[Natural-language object grounding data]
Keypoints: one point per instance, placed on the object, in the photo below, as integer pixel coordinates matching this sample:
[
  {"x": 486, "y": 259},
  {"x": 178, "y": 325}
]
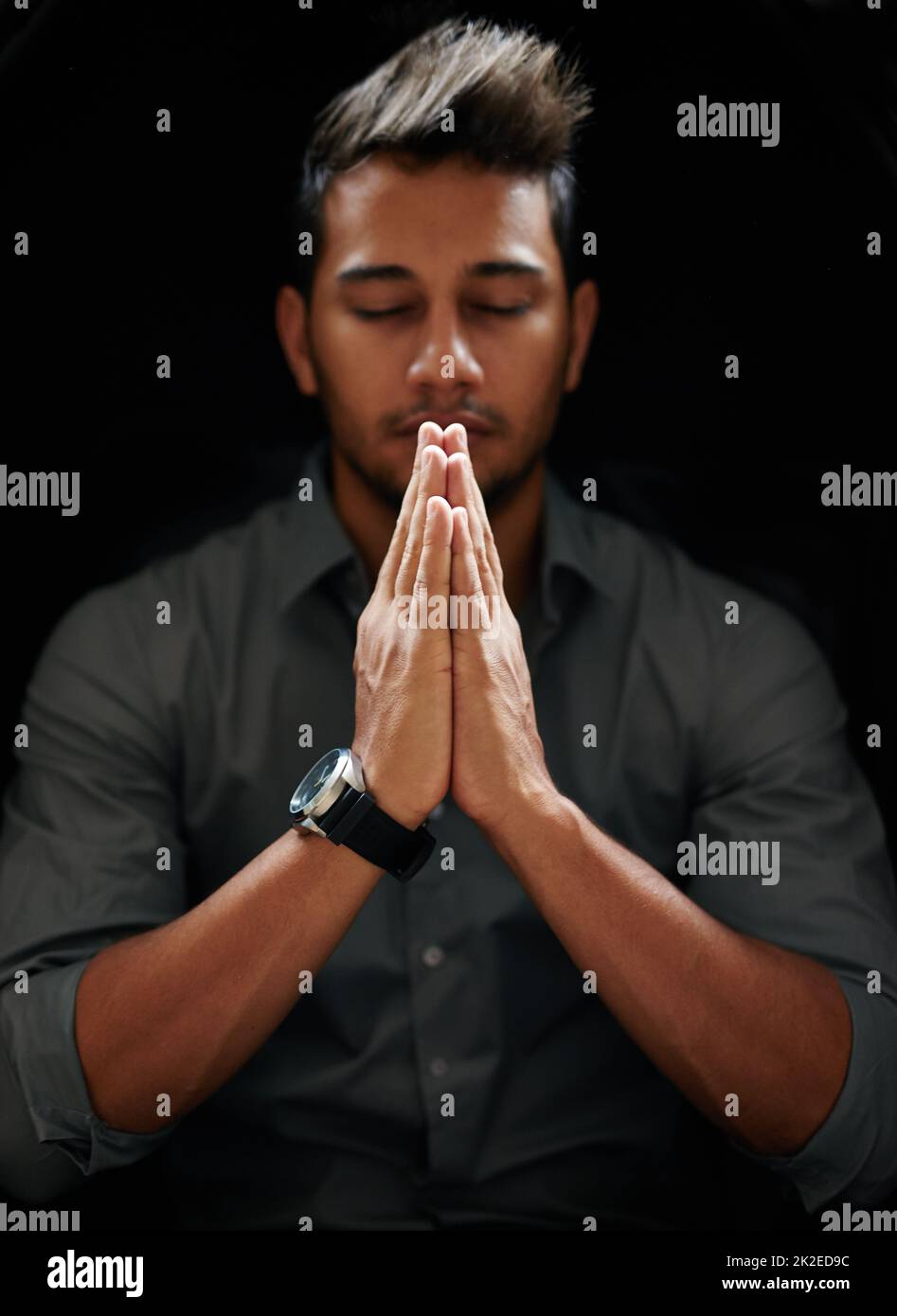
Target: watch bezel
[{"x": 347, "y": 772}]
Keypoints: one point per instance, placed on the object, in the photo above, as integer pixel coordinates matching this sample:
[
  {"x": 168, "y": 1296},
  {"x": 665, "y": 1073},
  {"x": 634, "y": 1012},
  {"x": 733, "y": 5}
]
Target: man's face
[{"x": 439, "y": 293}]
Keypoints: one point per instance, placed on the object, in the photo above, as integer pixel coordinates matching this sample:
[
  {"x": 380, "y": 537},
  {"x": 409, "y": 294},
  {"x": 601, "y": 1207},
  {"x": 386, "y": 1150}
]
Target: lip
[{"x": 473, "y": 424}]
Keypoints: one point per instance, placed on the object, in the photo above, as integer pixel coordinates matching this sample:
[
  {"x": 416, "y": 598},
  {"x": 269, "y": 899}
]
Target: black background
[{"x": 145, "y": 243}]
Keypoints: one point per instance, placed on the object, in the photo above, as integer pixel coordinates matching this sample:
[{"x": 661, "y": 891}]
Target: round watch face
[{"x": 314, "y": 779}]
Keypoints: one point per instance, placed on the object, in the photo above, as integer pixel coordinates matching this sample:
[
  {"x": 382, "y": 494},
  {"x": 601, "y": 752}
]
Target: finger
[
  {"x": 465, "y": 576},
  {"x": 458, "y": 486},
  {"x": 455, "y": 438},
  {"x": 434, "y": 576},
  {"x": 475, "y": 502},
  {"x": 428, "y": 434},
  {"x": 432, "y": 481}
]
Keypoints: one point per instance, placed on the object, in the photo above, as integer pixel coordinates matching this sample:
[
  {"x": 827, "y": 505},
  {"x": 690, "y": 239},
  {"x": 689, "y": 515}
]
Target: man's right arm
[{"x": 178, "y": 1009}]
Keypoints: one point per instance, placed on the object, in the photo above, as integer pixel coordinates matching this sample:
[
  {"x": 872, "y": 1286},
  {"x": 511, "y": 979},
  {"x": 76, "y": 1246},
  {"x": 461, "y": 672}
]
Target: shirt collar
[{"x": 319, "y": 543}]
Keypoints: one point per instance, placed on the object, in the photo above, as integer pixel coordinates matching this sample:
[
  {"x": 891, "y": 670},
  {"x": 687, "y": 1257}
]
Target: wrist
[{"x": 526, "y": 800}]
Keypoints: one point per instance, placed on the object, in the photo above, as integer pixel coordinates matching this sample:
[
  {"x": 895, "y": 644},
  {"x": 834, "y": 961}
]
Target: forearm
[
  {"x": 181, "y": 1008},
  {"x": 717, "y": 1011}
]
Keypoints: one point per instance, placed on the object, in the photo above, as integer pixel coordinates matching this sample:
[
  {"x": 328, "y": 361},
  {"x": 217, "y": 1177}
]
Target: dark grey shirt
[{"x": 186, "y": 738}]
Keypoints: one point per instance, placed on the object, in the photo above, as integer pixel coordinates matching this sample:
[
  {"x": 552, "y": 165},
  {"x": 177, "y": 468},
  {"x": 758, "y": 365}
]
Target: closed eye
[
  {"x": 364, "y": 313},
  {"x": 503, "y": 311}
]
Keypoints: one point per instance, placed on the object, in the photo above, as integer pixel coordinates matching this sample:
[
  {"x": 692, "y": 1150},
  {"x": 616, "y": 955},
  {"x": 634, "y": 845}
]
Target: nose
[{"x": 442, "y": 354}]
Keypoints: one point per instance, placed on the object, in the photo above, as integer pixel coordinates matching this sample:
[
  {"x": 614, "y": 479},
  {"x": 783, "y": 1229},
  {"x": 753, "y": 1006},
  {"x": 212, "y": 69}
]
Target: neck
[{"x": 369, "y": 523}]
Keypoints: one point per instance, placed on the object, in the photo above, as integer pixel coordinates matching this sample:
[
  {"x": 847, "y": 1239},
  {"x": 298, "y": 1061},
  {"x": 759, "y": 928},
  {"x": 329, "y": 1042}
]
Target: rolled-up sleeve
[
  {"x": 90, "y": 853},
  {"x": 776, "y": 768}
]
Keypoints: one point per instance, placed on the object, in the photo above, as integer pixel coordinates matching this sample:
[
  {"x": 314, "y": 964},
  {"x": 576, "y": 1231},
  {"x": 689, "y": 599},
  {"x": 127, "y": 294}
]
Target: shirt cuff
[
  {"x": 39, "y": 1035},
  {"x": 855, "y": 1149}
]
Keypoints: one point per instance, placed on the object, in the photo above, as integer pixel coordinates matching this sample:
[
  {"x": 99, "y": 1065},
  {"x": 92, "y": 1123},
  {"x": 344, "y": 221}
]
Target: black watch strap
[{"x": 354, "y": 820}]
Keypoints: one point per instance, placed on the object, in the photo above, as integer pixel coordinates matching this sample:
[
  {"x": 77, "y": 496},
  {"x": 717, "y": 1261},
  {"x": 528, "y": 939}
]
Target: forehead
[{"x": 452, "y": 212}]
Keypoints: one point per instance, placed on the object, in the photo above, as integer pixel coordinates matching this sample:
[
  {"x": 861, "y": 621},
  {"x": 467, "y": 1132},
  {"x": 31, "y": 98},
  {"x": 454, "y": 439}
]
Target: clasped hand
[{"x": 442, "y": 691}]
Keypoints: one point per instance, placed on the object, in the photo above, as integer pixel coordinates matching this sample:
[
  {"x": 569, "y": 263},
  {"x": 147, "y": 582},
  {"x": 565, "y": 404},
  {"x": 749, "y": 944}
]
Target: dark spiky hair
[{"x": 516, "y": 103}]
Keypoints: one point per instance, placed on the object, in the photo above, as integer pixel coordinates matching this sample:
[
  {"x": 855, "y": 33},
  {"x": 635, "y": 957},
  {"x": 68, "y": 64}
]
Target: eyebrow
[{"x": 484, "y": 269}]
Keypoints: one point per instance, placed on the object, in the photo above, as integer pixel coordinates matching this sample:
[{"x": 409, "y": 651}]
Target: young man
[{"x": 634, "y": 982}]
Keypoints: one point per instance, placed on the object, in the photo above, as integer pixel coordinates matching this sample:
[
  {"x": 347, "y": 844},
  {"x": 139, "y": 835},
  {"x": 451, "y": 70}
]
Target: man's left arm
[{"x": 735, "y": 988}]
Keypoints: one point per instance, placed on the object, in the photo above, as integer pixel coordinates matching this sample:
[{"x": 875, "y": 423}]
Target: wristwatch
[{"x": 333, "y": 802}]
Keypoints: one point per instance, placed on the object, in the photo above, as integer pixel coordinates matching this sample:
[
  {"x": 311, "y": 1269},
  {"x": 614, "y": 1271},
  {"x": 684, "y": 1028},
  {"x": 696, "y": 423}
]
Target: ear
[
  {"x": 583, "y": 314},
  {"x": 292, "y": 321}
]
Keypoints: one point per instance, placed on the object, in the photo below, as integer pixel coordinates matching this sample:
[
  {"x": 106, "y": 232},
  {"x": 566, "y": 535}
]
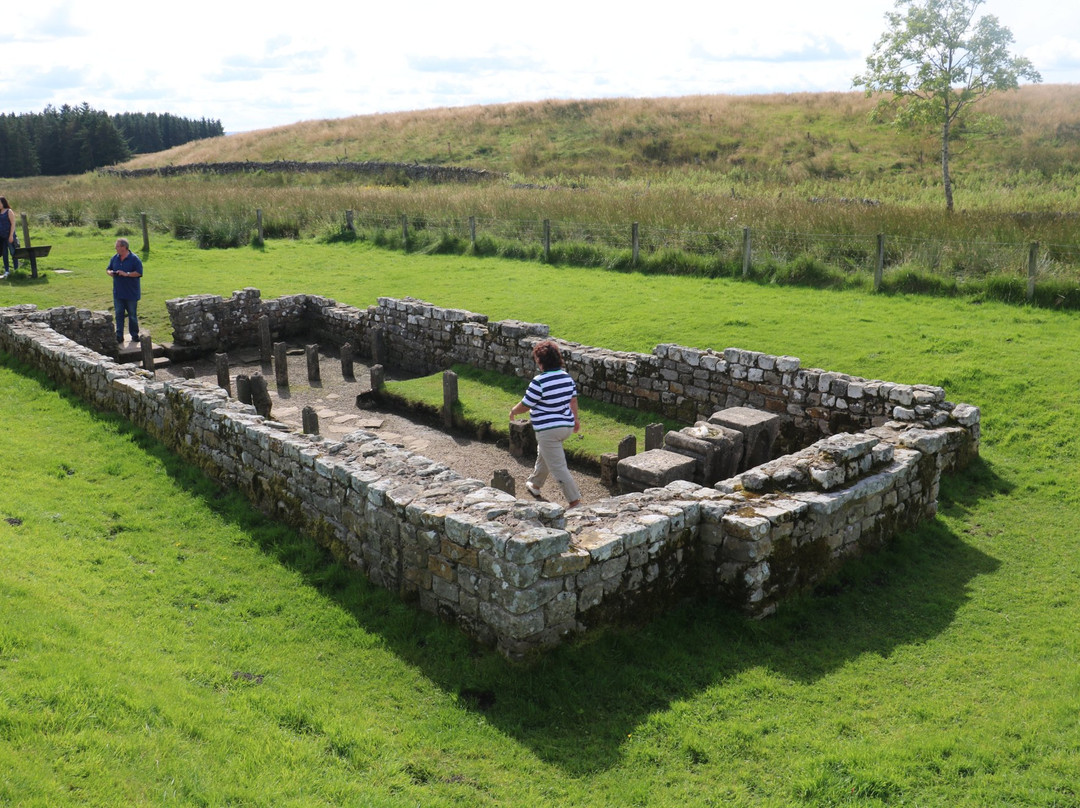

## Exercise description
Each line above should be output exactly, apart from the pictures.

## Answer to the problem
Keypoints: one point per instance, placed on the object, in the photo below, as integer pixel coordinates matching this sample:
[
  {"x": 486, "y": 259},
  {"x": 178, "y": 325}
]
Target: watch bezel
[{"x": 347, "y": 772}]
Keypoints: one point per instance, placed on the object, in the photo above, as integer pixel coordinates matching this sample:
[
  {"x": 168, "y": 1296},
  {"x": 665, "y": 1073},
  {"x": 634, "y": 1012},
  {"x": 733, "y": 5}
]
Target: man's face
[{"x": 439, "y": 293}]
Keypoints: one point per instance, placed on the object, in the photo above, as integer pixel coordinates matching this sample:
[
  {"x": 380, "y": 537},
  {"x": 409, "y": 294},
  {"x": 601, "y": 1207},
  {"x": 386, "y": 1150}
]
Target: lip
[{"x": 473, "y": 424}]
Keypoints: one point per instance, placed on the object, in the photo above, as integer pixel coordinates matching this sample:
[
  {"x": 416, "y": 598},
  {"x": 269, "y": 899}
]
Target: black background
[{"x": 145, "y": 243}]
Keypoints: one point per instance, placed on the object, in the photo above, as integer pixel coordinates matching this sample:
[{"x": 661, "y": 891}]
Target: round watch face
[{"x": 314, "y": 779}]
Keypoints: one point per instance, placed on the object, in the photo above, as integer pixel coordinates matching this sample:
[
  {"x": 382, "y": 494},
  {"x": 601, "y": 752}
]
Target: finger
[
  {"x": 465, "y": 576},
  {"x": 458, "y": 486},
  {"x": 455, "y": 438},
  {"x": 434, "y": 576},
  {"x": 475, "y": 502},
  {"x": 428, "y": 434},
  {"x": 432, "y": 481}
]
Keypoints: one point per instance, placed on the object, in the photo above, as integer pixel coordinates matching this sample:
[
  {"x": 827, "y": 505},
  {"x": 690, "y": 239},
  {"x": 689, "y": 515}
]
Target: man's right arm
[{"x": 178, "y": 1009}]
Keypoints: one point per instance, placed on the object, in the photo above, as integer pixel coordinates matching this sample:
[
  {"x": 872, "y": 1286},
  {"x": 511, "y": 979},
  {"x": 76, "y": 1246},
  {"x": 461, "y": 672}
]
Target: shirt collar
[{"x": 319, "y": 543}]
Keypoints: one point per instance, placed on the object, in the photo above, as integer pixel coordinates matching this sample:
[
  {"x": 891, "y": 670},
  {"x": 687, "y": 1257}
]
Target: wrist
[{"x": 526, "y": 800}]
Keypoints: one point per instance, placed on the object, in the photo above, as integer pixel coordinates matching this sample:
[
  {"x": 895, "y": 644},
  {"x": 834, "y": 961}
]
Target: forearm
[
  {"x": 181, "y": 1008},
  {"x": 717, "y": 1011}
]
Keypoints: one point per instance, placed on the object, in the photo above, as integer pixel coordinates matching this sample:
[
  {"x": 328, "y": 361},
  {"x": 217, "y": 1177}
]
Target: dark grey shirt
[{"x": 186, "y": 738}]
Keypoints: one point per instance, placed on the object, in the photo above, as integer pixel coordinates matching this sample:
[
  {"x": 552, "y": 165},
  {"x": 177, "y": 468},
  {"x": 758, "y": 365}
]
Target: closed eye
[
  {"x": 364, "y": 313},
  {"x": 503, "y": 311}
]
Keypoints: one point per instance, placed on the object, in the photo above, as integer pixel coordinates matching this sample:
[
  {"x": 692, "y": 1150},
  {"x": 616, "y": 955},
  {"x": 634, "y": 845}
]
Target: nose
[{"x": 442, "y": 354}]
Keypoints: one point per instance, placed on the object, in the photo above, as integer pixel coordinates matching this sample:
[
  {"x": 614, "y": 479},
  {"x": 783, "y": 1229},
  {"x": 753, "y": 1006},
  {"x": 212, "y": 69}
]
Target: neck
[{"x": 369, "y": 523}]
Keypoints: one point per instance, placed on the object, in the photo above, as integer pixel coordinates matching this sample:
[
  {"x": 847, "y": 1239},
  {"x": 298, "y": 1061},
  {"x": 759, "y": 928},
  {"x": 329, "y": 1042}
]
Target: rolled-up sleeve
[
  {"x": 90, "y": 853},
  {"x": 776, "y": 768}
]
Keypoints: one point per instance, placed on the object, in the photo above, as integer pixel coordinates matching this sample:
[
  {"x": 314, "y": 964},
  {"x": 576, "y": 1231},
  {"x": 689, "y": 599},
  {"x": 127, "y": 294}
]
Target: shirt cuff
[
  {"x": 39, "y": 1035},
  {"x": 855, "y": 1149}
]
Keypoints: one point per instance, placed on the object, in the photo above, as integer pixel coordinates matching this sample:
[
  {"x": 99, "y": 1065},
  {"x": 92, "y": 1123},
  {"x": 344, "y": 221}
]
Target: black watch strap
[{"x": 354, "y": 820}]
Keypoints: one point per instance, placed on the object, in the photo above, as integer pixel coordinates matching this sample:
[
  {"x": 77, "y": 496},
  {"x": 717, "y": 1261},
  {"x": 528, "y": 939}
]
Target: forehead
[{"x": 452, "y": 212}]
Keypoints: one point per instance, placed on the object, in the photo above, as integer pixel coordinates matching this sample:
[
  {"x": 861, "y": 621},
  {"x": 467, "y": 1132},
  {"x": 31, "y": 98},
  {"x": 454, "y": 439}
]
Target: clasped hand
[{"x": 442, "y": 691}]
Keypoints: one point per instance, placed on the object, in the photo above, as integer pixel coordinates matching this sample:
[
  {"x": 569, "y": 263},
  {"x": 147, "y": 582},
  {"x": 565, "y": 404},
  {"x": 749, "y": 944}
]
Target: dark spiky hair
[{"x": 516, "y": 103}]
Keypoints: one point per instance, placed on the object, in the photo above, as integer pixel coordinates matching this sample:
[
  {"x": 855, "y": 33},
  {"x": 635, "y": 957},
  {"x": 68, "y": 64}
]
Target: eyebrow
[{"x": 484, "y": 269}]
Keypoints: one point per instance, placed on the object, in the photo above, as integer pixel coordinates matching this sample:
[{"x": 409, "y": 651}]
Target: young man
[{"x": 634, "y": 982}]
Keypoints: one point per instance, placed on the object, in the photo above, as integer pixel coordinates matching this sample:
[
  {"x": 347, "y": 844},
  {"x": 139, "y": 835},
  {"x": 451, "y": 70}
]
Target: man's left arm
[{"x": 735, "y": 988}]
Keypoints: one point per instance, placed on the object, in the photo above, as integer pixel coordinates matching this sample:
[{"x": 875, "y": 423}]
Target: wristwatch
[{"x": 333, "y": 802}]
Keypoints: one point per instance, placed on the object, in the photo above, as integer pixel coordinates matching this sample:
[
  {"x": 311, "y": 1269},
  {"x": 614, "y": 1271},
  {"x": 684, "y": 1028},
  {"x": 696, "y": 423}
]
Target: ear
[
  {"x": 583, "y": 314},
  {"x": 292, "y": 321}
]
Keypoints: one point per instance, placed on the object, in the photo below, as integer pixel coordinates matching this sample:
[
  {"x": 106, "y": 232},
  {"x": 566, "y": 535}
]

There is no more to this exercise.